Pointing dataset records:
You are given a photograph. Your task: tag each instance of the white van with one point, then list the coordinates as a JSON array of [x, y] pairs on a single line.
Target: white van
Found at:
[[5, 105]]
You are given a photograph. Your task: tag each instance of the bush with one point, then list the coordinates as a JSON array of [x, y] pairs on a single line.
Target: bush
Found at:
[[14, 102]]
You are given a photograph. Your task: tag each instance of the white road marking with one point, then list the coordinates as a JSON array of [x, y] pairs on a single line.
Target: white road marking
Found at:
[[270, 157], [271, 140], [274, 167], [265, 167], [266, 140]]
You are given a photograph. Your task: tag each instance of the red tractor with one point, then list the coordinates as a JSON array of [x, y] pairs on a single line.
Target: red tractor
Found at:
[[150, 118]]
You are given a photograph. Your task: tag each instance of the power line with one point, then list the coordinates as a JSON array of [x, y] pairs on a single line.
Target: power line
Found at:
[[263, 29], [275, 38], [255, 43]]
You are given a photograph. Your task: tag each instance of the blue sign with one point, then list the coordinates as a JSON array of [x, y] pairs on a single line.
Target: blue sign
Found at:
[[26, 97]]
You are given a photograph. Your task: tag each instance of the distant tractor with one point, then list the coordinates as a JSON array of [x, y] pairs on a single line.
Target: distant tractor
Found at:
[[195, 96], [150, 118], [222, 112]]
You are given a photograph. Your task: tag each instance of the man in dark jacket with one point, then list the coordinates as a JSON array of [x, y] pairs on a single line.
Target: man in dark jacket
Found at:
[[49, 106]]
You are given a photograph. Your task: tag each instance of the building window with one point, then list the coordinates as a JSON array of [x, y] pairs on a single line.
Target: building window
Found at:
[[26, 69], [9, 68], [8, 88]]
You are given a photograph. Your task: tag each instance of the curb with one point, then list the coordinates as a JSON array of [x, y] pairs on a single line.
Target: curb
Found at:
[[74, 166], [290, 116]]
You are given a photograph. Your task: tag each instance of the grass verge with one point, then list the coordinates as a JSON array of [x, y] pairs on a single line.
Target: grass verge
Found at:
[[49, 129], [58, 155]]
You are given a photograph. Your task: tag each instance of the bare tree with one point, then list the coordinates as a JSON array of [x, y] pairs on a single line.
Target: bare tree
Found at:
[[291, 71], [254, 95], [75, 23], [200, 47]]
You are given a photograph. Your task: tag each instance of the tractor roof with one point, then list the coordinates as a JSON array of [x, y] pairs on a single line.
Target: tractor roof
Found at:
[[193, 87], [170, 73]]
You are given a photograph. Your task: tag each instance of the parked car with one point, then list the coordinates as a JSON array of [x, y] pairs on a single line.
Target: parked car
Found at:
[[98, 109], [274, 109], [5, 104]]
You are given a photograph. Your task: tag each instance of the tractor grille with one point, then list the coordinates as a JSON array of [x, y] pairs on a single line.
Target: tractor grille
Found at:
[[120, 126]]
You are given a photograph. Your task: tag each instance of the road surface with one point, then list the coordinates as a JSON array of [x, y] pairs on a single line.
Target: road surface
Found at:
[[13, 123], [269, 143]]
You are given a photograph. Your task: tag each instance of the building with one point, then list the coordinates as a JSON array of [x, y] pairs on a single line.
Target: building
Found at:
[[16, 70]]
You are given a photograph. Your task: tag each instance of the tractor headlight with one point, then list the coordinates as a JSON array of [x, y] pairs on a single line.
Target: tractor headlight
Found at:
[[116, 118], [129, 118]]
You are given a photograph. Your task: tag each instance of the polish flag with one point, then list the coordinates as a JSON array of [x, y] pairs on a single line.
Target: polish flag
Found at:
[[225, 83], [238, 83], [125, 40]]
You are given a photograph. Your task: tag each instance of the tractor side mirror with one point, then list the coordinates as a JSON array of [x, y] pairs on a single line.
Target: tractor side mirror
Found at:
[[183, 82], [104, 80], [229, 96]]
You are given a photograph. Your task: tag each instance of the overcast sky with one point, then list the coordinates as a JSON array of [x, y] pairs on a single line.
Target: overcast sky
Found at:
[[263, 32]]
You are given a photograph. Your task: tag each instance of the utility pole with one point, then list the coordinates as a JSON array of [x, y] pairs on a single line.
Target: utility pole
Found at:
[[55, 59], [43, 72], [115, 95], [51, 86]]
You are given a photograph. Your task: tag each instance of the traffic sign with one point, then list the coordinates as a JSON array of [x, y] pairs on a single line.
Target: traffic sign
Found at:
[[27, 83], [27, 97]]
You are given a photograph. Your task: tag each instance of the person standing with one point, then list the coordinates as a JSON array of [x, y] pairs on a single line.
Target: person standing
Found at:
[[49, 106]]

> _Set problem_: Write out everything from the line containing "of the curb" down to the line containing "[[291, 71], [254, 95], [75, 23], [200, 47]]", replacing "grass verge" with "roadside grass" and leaving the rest unchanged.

> _Correct result_:
You are given a photograph. Your task: tag each instance of the curb with one point, then list the coordinates as a JSON array of [x, y] pairs on a single line.
Target: curb
Found at:
[[74, 166], [290, 116]]
You are given a photograph. Your task: tag each instance of the roadside grass with one point, then list the coordinates as a JSON array of [x, y] pairs on a single line.
Target: roadside grass
Found at:
[[49, 129], [58, 155]]
You are given a photograph. Your task: tag each instance of the bare tree with one point, then list the coordinates as a JSON array of [x, y] pairs on a single line.
Target: bare tree
Found at:
[[291, 71], [254, 95], [75, 23], [200, 47]]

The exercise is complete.